▸ **Challenge 1**:
Please recast the entries below as a Markdown table with the columns Row and Line, giving each line a row number and leaving out blank lines. Cover only the entries starting at the line that contains "Confirm that each instance of the dark" and ending at the last entry.

▸ **Text passage**:
○ ○ ○

Here is a little bit about Stanley Watson and the cd of his compositions.

On Friday March 30, 1990 at Nazareth College Performing Arts Center 
I presented a concert of music by the late guitarist, Stanley Watson. 
Stanley had been my guitar teacher and mentor in the mid 1970's and 
though I only studied with him for a little over a year, that year 
has kept me going for the last thirty.

Originally from Canada, Stanley grew up in England. He then went to Spain, 
Italy and around Europe in the late 1950's, in search of guitar instruction, 
music, folklore and adventure. His first and favorite teacher was a man 
who was a potato farmer by day and a guitarist at night. This unexpected 
beginning eventually lead to studies with Andres Segovia. Along the way 
Stan attended master classes with cellist Pablo Casals to help develop 
left hand techniques. In France he followed Django Reinhardt around to 
learn jazz and right hand picking methods. He worked with dancers and 
artists in Paris, and traveled to Portugal and Greece to soak up the 
music and culture.

By the time he had made his way to Rochester in the late 1960's he had married, 
started a family, was deeply immersed in composing and was sporting a handmade 
Ramierez guitar, "rare in them parts and them days," and had endless stories 
to tell. He embarked on a teaching and performing career in Rochester, where 
he came in contact with Chuck Mangione, and can still be heard on Chuck's 
Mercury Records albums "Friends And Love," and "Together." Stanley frequently 
played at local clubs, and coffee houses. His concerts were ocdcasionally 
broadcast on radio and television. I'll never forget Stanley opening a show 
to a packed house at the Rochester War Memorial around 1973 or '74 for 
John McLaughlin and Frank Zappa! He seemed to be at home anywhere.

○ ○ ○

▸ **Source entries**:
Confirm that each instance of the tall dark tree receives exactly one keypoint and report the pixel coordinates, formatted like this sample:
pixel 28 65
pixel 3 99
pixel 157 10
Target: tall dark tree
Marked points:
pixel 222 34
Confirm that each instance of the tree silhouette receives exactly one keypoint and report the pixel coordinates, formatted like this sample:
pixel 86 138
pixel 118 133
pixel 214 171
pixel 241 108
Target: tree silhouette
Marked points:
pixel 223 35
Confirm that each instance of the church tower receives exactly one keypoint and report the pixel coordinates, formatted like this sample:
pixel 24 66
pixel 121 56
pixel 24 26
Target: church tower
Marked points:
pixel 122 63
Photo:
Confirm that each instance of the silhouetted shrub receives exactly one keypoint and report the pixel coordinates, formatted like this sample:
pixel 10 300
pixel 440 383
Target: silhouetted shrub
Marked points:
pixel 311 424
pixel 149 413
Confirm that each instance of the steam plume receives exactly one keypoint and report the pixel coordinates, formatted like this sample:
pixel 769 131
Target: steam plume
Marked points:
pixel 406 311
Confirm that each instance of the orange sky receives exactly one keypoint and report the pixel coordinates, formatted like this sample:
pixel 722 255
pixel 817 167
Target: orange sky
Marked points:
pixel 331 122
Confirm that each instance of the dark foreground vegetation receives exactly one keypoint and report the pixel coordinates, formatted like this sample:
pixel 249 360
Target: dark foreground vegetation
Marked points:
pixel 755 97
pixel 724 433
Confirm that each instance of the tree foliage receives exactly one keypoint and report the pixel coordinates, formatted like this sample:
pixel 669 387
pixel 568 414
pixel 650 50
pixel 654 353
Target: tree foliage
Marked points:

○ ○ ○

▸ **Challenge 2**:
Copy the passage about Stanley Watson word for word, starting at "Stanley had been" and ending at "the last thirty.".

▸ **Exercise solution 1**:
| Row | Line |
|---|---|
| 1 | Confirm that each instance of the dark foreground vegetation receives exactly one keypoint and report the pixel coordinates, formatted like this sample: |
| 2 | pixel 249 360 |
| 3 | Target: dark foreground vegetation |
| 4 | Marked points: |
| 5 | pixel 755 97 |
| 6 | pixel 724 433 |
| 7 | Confirm that each instance of the tree foliage receives exactly one keypoint and report the pixel coordinates, formatted like this sample: |
| 8 | pixel 669 387 |
| 9 | pixel 568 414 |
| 10 | pixel 650 50 |
| 11 | pixel 654 353 |
| 12 | Target: tree foliage |
| 13 | Marked points: |

▸ **Exercise solution 2**:
Stanley had been my guitar teacher and mentor in the mid 1970's and 
though I only studied with him for a little over a year, that year 
has kept me going for the last thirty.